- _SET TASK 1_:
Answer these questions from the mailing list post:
(a) On what date was the reply sent?
(b) Which textbook had Danny Yoo been reading?
(c) What language did Danny Yoo want to use in place of OCaml?
- _SET TASK 2_: According to the mailing list post, why did Danny Yoo try PLT Scheme instead of OCaml? Answer in one or two sentences.
- _SET TASK 3_: Duplicate the mailing list post's wording from "[plt-scheme] Re: Wrote" to "and over again.".

- _EXCERPTED TEXT_:

[plt-scheme] Re: Wrote some notes on using PLT Scheme for TAPL stuff

From: David Van Horn (dvanhorn at cs.brandeis.edu)
Date: Thu Jan 5 10:49:27 EST 2006

Danny Yoo wrote:
> I've been reading Pierce's excellent "Types and Programming Languages"
> textbook, and thought it might be fun to try to use PLT Scheme instead of
> OCaml.

It is fun---I've done this sort of thing over and over and over again.

>     http://hkn.eecs.berkeley.edu/~dyoo/tmp/tapl-plt.txt

Just a couple comments on the code:

> (**********************************)
> let rec isval t = match t with
>     TmTrue -> true
>   | TmFalse -> true
>   | t when isnumericalval t -> true
>   | _ -> false
> (**********************************)

(Object location annotation data)
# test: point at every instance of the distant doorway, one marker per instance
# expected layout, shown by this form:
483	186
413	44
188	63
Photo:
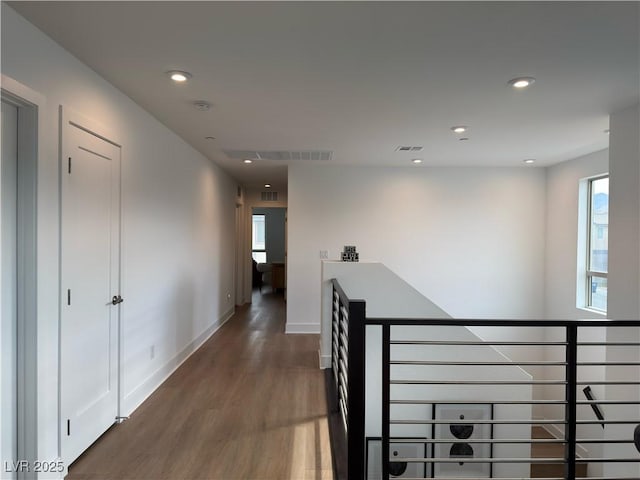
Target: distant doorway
268	248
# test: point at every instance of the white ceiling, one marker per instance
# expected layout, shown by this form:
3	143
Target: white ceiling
362	78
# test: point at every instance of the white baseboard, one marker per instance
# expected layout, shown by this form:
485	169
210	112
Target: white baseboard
302	328
134	399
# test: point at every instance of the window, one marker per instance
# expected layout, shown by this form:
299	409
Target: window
597	243
258	251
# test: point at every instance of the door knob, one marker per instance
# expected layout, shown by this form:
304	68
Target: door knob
116	300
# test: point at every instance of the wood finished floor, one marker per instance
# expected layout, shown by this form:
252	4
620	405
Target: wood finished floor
249	404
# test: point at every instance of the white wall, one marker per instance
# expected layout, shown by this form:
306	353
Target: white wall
562	233
470	239
624	276
563	199
177	225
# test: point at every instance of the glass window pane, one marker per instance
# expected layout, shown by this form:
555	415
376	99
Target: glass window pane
598	293
257	236
260	257
599	225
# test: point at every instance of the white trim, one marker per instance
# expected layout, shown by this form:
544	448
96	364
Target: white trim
143	391
30	369
302	328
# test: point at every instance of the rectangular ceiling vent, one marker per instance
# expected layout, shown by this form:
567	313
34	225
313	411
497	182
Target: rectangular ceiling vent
269	196
408	148
285	155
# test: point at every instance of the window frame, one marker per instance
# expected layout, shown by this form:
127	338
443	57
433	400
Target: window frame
263	250
590	273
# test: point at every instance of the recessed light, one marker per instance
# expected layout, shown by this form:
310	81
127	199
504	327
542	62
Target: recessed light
179	76
202	106
521	82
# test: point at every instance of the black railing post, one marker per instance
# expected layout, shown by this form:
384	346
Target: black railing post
356	393
386	398
571	378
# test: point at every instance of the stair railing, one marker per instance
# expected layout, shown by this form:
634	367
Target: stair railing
349	323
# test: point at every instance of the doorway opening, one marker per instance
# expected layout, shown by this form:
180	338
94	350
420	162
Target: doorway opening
18	352
269	249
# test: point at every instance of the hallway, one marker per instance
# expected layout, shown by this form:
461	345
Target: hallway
249	404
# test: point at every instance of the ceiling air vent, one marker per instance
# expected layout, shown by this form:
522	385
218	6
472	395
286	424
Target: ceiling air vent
408	148
269	196
286	155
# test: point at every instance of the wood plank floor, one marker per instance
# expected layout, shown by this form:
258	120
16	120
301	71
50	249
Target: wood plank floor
249	404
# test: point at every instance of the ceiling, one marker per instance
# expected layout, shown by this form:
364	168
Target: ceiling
360	79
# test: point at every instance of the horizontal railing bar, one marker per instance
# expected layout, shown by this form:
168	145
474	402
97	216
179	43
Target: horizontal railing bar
608	402
595	440
607	460
446	363
554	441
479	422
455	343
496	402
555	460
489	382
504	478
494	322
608	383
607	422
608	364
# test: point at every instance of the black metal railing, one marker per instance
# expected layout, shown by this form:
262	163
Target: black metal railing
429	373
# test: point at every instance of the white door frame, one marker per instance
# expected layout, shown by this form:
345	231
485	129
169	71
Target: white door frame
70	117
31	129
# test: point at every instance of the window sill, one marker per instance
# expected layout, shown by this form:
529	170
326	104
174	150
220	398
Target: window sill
593	310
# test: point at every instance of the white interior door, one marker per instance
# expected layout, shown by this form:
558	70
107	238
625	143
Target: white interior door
90	264
8	289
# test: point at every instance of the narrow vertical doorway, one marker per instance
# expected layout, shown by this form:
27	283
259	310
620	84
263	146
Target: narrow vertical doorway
90	284
18	297
9	289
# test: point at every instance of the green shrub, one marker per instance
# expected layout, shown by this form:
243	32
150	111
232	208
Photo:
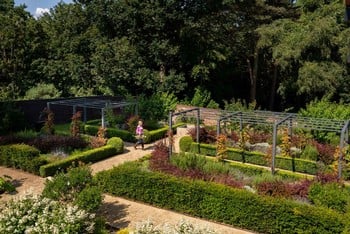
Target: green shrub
89	199
330	195
22	157
310	152
111	132
66	186
185	143
257	158
26	134
117	143
35	214
188	161
208	200
6	185
11	118
93	155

- _FINAL RESULT 1_:
(a) Thursday, January 5, 2006
(b) Pierce's "Types and Programming Languages"
(c) PLT Scheme

- _FINAL RESULT 2_: While reading Pierce's "Types and Programming Languages," Danny Yoo thought it might be fun to use PLT Scheme instead of OCaml.

- _FINAL RESULT 3_:
[plt-scheme] Re: Wrote some notes on using PLT Scheme for TAPL stuff

From: David Van Horn (dvanhorn at cs.brandeis.edu)
Date: Thu Jan 5 10:49:27 EST 2006

Danny Yoo wrote:
> I've been reading Pierce's excellent "Types and Programming Languages"
> textbook, and thought it might be fun to try to use PLT Scheme instead of
> OCaml.

It is fun---I've done this sort of thing over and over and over again.